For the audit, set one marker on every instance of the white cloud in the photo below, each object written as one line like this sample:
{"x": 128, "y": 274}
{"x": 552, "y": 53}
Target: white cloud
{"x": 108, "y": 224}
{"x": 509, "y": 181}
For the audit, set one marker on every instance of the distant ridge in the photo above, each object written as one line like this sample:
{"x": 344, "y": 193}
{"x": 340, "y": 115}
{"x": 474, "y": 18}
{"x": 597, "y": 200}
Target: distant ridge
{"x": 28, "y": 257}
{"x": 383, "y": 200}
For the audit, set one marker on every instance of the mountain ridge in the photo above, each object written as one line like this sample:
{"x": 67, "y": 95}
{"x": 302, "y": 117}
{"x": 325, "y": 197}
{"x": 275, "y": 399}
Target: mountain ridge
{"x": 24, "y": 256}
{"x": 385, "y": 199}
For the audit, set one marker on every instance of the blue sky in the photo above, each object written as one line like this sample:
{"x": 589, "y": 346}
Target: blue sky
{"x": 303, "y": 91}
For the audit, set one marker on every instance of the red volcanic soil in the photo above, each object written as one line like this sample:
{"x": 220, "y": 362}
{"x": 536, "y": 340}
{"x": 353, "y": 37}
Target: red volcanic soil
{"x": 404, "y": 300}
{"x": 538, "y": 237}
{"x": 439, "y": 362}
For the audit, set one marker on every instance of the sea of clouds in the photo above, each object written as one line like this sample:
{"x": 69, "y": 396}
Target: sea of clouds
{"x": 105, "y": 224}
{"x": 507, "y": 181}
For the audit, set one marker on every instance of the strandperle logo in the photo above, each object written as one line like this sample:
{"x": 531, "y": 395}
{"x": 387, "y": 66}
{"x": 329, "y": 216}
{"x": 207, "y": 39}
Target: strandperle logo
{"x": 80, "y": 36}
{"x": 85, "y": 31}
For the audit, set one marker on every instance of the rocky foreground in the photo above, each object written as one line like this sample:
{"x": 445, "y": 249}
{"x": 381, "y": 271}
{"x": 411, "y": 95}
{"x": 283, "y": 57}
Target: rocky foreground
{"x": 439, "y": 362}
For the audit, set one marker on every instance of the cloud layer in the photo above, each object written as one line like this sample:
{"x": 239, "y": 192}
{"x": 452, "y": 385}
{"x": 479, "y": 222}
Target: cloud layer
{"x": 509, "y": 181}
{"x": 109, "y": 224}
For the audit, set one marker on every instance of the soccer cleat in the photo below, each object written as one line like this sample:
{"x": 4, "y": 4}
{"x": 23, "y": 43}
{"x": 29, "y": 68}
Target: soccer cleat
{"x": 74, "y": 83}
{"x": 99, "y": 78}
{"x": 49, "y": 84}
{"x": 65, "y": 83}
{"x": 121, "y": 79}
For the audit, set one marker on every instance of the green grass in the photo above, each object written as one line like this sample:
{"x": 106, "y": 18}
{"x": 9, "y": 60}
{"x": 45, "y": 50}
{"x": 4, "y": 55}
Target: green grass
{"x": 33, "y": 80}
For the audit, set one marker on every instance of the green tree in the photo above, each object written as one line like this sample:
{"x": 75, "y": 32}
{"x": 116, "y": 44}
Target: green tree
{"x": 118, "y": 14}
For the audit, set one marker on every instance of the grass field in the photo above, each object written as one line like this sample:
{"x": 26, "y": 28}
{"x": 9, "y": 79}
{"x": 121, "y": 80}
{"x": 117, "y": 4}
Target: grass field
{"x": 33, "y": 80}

........

■ **Exercise**: Repeat the data precisely, line by line.

■ **Solution for this problem**:
For the audit, set one marker on every instance of the white cloud in the photo below, each object written as one line like this sample:
{"x": 128, "y": 274}
{"x": 552, "y": 53}
Target: white cloud
{"x": 108, "y": 224}
{"x": 509, "y": 181}
For the audit, set one marker on every instance of the distant ridge in the photo above, each object written as one line like this sample:
{"x": 344, "y": 193}
{"x": 340, "y": 115}
{"x": 474, "y": 18}
{"x": 597, "y": 200}
Target: distant ridge
{"x": 28, "y": 257}
{"x": 383, "y": 200}
For the audit, set one marker on every instance of the mountain ridge in the photo above, each object written as one line like this sample:
{"x": 67, "y": 95}
{"x": 302, "y": 117}
{"x": 325, "y": 197}
{"x": 275, "y": 399}
Target: mountain ridge
{"x": 24, "y": 256}
{"x": 385, "y": 199}
For the audit, set one marker on every instance of the blue sky in the photo above, each object written as one line like this sample:
{"x": 589, "y": 346}
Target: blue sky
{"x": 303, "y": 91}
For the audit, set one marker on every instance of the red volcanic soil in the photo above, each object written as one line like this sample:
{"x": 220, "y": 362}
{"x": 536, "y": 340}
{"x": 353, "y": 37}
Target: red volcanic soil
{"x": 404, "y": 300}
{"x": 538, "y": 237}
{"x": 439, "y": 362}
For the audit, set one marker on every instance of the sea of clouds in the photo above, each object written as one line like this sample:
{"x": 69, "y": 396}
Target: sea of clouds
{"x": 105, "y": 224}
{"x": 507, "y": 181}
For the audit, set one marker on every instance of the strandperle logo in the photo above, each object written as one line like this sample:
{"x": 531, "y": 395}
{"x": 387, "y": 66}
{"x": 329, "y": 216}
{"x": 207, "y": 39}
Target: strandperle logo
{"x": 80, "y": 36}
{"x": 85, "y": 31}
For the audit, set one marker on every instance of the rocky foreground in the photo above, each object written as one line like this sample:
{"x": 445, "y": 249}
{"x": 381, "y": 271}
{"x": 411, "y": 95}
{"x": 283, "y": 57}
Target: rocky foreground
{"x": 439, "y": 362}
For the audit, set one marker on every instance of the cloud layer in the photo above, each object written as one line like this sample:
{"x": 239, "y": 192}
{"x": 452, "y": 385}
{"x": 479, "y": 222}
Target: cloud layer
{"x": 509, "y": 181}
{"x": 109, "y": 224}
For the audit, set one marker on every instance of the soccer cleat in the photo below, each object written as one line like this sample:
{"x": 4, "y": 4}
{"x": 23, "y": 43}
{"x": 29, "y": 68}
Target: soccer cleat
{"x": 74, "y": 83}
{"x": 99, "y": 78}
{"x": 49, "y": 84}
{"x": 65, "y": 83}
{"x": 121, "y": 79}
For the audit, set one marker on every instance of the green grass in the photo above, each object written as one line like this sample:
{"x": 106, "y": 18}
{"x": 9, "y": 60}
{"x": 45, "y": 50}
{"x": 4, "y": 55}
Target: green grass
{"x": 33, "y": 80}
For the audit, set one marker on every instance of the green tree in the photo above, each object written as one line like this sample:
{"x": 75, "y": 32}
{"x": 116, "y": 44}
Target: green tree
{"x": 118, "y": 14}
For the audit, set one marker on every instance of the grass field in the photo above, each object written as one line like this sample:
{"x": 26, "y": 28}
{"x": 9, "y": 79}
{"x": 121, "y": 80}
{"x": 117, "y": 4}
Target: grass field
{"x": 33, "y": 80}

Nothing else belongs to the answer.